## WORK REQUIRED
The line holding "of the exposed" and all lines that follow it to the end of the data: return these exactly, and nothing more.

Referring expression data
== == ==

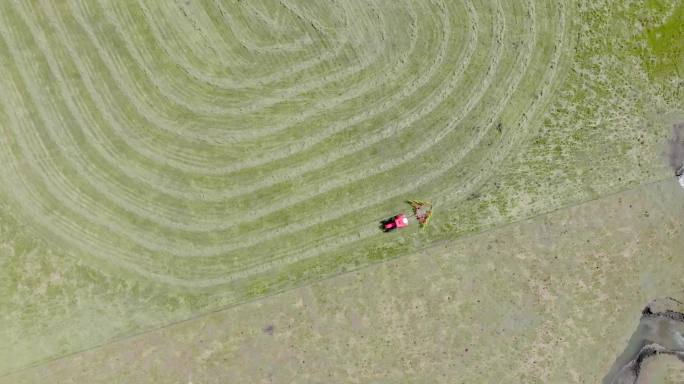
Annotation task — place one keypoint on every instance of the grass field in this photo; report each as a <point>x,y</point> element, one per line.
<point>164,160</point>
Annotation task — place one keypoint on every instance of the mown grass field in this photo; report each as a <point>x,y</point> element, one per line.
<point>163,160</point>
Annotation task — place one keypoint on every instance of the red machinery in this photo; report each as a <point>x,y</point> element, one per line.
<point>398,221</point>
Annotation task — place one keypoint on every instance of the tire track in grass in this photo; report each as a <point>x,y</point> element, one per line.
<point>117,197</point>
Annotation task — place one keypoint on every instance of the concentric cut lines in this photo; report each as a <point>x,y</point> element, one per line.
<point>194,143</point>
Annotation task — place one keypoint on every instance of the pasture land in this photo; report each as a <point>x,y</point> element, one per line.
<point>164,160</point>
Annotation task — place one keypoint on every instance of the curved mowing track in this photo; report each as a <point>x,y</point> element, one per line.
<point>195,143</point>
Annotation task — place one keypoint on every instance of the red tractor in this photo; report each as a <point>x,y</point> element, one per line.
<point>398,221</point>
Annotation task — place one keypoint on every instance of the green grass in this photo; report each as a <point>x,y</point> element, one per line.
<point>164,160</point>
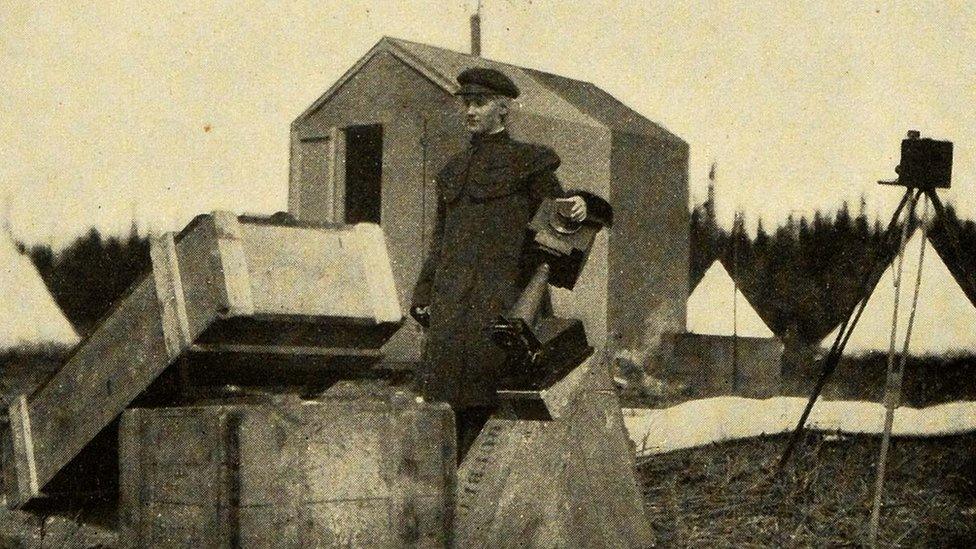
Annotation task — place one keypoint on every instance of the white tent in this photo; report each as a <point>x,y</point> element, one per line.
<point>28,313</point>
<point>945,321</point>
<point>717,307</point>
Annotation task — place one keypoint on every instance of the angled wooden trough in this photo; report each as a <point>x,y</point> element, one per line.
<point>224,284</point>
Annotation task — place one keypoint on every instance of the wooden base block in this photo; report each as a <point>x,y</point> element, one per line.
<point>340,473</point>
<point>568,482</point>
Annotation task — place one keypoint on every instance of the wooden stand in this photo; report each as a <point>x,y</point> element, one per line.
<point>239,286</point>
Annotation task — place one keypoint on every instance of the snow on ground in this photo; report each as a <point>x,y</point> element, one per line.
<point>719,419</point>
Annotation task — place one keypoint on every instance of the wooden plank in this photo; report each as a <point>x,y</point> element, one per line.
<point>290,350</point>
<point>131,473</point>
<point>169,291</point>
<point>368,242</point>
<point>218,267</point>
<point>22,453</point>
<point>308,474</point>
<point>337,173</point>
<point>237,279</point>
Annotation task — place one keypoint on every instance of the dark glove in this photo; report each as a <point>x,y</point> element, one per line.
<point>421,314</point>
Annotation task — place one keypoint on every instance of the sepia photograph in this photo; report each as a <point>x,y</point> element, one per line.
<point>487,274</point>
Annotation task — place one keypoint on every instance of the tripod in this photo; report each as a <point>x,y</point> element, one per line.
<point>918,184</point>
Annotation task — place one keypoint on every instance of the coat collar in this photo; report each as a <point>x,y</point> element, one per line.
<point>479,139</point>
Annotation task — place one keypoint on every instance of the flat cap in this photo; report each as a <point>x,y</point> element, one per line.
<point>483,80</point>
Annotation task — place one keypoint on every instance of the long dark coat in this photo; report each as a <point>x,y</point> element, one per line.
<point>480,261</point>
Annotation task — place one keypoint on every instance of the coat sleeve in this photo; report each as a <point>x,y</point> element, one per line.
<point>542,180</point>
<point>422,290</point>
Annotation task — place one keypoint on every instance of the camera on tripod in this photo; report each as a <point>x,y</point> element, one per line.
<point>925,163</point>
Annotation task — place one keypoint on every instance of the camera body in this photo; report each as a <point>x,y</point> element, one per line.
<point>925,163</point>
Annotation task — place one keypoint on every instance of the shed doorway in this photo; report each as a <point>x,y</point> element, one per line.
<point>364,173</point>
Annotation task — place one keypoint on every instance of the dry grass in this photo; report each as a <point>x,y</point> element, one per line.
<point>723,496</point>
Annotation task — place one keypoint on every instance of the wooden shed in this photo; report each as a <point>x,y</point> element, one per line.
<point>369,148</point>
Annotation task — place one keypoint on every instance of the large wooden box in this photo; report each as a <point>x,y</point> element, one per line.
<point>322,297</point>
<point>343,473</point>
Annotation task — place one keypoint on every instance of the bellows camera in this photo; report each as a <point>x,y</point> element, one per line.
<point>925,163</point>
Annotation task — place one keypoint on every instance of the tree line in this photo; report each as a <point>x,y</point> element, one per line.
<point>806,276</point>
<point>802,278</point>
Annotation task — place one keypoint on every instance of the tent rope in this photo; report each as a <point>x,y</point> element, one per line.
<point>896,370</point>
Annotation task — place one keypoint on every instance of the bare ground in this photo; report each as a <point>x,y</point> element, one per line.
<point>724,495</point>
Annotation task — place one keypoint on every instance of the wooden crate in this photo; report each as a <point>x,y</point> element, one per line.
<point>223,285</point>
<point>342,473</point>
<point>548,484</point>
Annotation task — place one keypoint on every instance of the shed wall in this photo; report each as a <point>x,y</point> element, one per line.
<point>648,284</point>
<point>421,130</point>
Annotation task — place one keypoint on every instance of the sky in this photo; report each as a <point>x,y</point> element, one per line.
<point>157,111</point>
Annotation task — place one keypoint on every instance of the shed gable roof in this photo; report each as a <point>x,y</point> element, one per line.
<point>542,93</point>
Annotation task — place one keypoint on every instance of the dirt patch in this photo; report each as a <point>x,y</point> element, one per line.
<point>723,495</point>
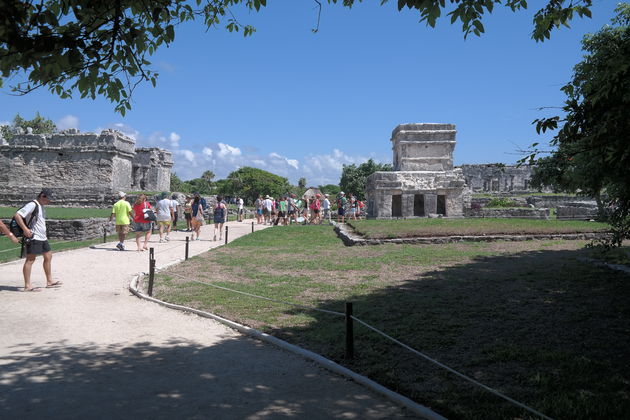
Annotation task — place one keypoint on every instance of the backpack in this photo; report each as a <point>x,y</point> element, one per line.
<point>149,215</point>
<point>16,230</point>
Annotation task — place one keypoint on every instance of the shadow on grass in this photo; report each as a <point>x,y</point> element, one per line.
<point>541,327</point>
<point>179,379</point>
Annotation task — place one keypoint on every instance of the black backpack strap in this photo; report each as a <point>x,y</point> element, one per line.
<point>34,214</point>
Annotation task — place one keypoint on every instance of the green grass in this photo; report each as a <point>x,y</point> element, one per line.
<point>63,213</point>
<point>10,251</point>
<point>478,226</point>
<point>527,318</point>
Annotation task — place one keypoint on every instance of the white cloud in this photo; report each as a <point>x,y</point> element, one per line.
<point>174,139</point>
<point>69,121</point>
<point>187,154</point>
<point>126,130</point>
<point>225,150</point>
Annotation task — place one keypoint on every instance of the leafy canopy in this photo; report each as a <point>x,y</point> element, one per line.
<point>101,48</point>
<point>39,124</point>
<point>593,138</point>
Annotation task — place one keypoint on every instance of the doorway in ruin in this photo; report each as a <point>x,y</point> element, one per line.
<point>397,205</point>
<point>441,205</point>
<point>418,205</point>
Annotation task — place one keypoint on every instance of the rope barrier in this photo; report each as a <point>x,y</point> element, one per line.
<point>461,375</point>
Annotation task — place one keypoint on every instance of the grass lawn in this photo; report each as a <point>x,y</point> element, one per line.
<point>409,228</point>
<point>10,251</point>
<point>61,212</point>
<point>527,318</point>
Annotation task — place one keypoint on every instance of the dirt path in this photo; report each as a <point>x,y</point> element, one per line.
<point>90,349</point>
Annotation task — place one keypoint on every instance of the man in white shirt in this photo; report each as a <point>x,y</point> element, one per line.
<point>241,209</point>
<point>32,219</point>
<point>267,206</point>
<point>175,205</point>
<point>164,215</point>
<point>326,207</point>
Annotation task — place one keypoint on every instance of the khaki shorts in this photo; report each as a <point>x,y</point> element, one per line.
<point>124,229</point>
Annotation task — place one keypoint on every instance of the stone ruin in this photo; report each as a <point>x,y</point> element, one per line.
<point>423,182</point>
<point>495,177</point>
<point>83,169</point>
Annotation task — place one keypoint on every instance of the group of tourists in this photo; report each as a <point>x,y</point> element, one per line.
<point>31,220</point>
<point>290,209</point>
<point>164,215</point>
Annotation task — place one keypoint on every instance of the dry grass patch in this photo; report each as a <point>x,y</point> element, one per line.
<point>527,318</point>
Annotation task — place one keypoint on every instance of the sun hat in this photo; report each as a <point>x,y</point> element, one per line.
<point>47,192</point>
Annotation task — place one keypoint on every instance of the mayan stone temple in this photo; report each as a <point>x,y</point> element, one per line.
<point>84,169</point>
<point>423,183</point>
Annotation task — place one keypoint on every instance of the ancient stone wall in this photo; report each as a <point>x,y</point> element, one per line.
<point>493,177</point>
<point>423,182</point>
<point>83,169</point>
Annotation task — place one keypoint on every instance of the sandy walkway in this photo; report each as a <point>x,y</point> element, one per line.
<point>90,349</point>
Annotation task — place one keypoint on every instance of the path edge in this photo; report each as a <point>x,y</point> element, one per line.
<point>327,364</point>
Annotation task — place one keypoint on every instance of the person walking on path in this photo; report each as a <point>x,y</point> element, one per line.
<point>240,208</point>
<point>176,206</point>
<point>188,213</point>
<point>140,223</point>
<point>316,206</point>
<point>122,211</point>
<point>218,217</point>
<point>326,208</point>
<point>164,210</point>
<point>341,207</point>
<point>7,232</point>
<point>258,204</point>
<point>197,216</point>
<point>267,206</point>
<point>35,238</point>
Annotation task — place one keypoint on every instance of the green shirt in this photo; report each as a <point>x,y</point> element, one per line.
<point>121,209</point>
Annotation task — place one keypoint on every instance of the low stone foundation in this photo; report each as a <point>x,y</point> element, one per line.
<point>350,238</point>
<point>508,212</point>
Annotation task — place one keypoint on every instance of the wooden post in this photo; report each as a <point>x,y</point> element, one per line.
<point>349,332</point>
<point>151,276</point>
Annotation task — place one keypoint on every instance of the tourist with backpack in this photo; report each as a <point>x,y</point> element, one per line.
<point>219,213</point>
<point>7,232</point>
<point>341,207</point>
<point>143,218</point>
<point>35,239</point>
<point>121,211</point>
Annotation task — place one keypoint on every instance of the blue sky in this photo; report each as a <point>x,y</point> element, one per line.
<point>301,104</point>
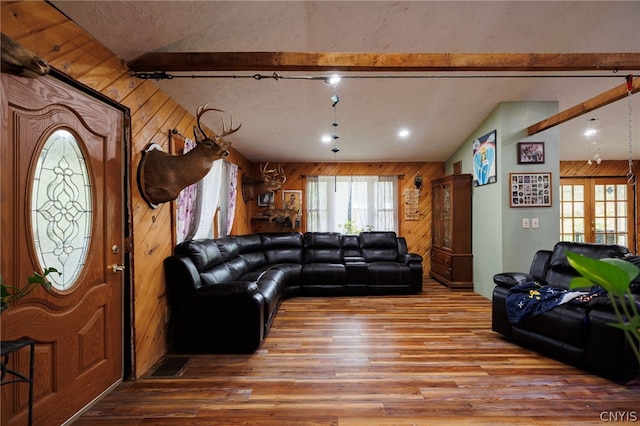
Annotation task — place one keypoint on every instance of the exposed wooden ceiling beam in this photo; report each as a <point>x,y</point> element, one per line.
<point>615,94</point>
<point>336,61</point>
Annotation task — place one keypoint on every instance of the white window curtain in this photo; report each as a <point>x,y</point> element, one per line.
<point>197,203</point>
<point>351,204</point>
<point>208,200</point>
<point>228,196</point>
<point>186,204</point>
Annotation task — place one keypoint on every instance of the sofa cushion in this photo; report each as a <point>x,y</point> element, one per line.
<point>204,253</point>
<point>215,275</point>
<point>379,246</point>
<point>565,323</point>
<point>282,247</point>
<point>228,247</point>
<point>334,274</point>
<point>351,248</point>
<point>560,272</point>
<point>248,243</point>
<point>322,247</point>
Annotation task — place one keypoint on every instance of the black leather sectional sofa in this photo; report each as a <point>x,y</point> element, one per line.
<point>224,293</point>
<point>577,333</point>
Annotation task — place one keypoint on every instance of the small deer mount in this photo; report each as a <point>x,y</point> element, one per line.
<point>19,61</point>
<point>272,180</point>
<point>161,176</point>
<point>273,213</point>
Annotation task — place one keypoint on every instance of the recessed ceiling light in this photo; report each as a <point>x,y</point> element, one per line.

== == ==

## ANSWER BOX
Annotation task — place one keypoint on every instance of the exposed wooden ceiling beam in this photo; report each as a <point>x,y</point> element, one per line.
<point>615,94</point>
<point>336,61</point>
Annotation task — place one keypoint on every instance of the white window curtain in this photo; report each as a <point>x,y</point> element, one per line.
<point>197,203</point>
<point>351,204</point>
<point>208,200</point>
<point>228,196</point>
<point>186,204</point>
Annotation task — place one keypoint on every instance of the sofa cushion in this photo; report each as a <point>x,y</point> element, one per line.
<point>204,253</point>
<point>215,275</point>
<point>379,246</point>
<point>565,323</point>
<point>282,247</point>
<point>228,247</point>
<point>334,274</point>
<point>351,248</point>
<point>560,272</point>
<point>248,243</point>
<point>322,247</point>
Annotation task — place one keypoint on every instance of the black leather sectional sofa in this photo; report each as a <point>x,y</point> element, one per line.
<point>224,293</point>
<point>577,333</point>
Annotation task — place one keypoint on every instance of the small deer mount in this photo; report each as a <point>x,y</point> element, one per line.
<point>19,61</point>
<point>272,180</point>
<point>161,176</point>
<point>273,213</point>
Annotation task — place one keypoint on every instance of the recessed ceiling light in this photo; report each as a <point>x,y</point> element, one per line.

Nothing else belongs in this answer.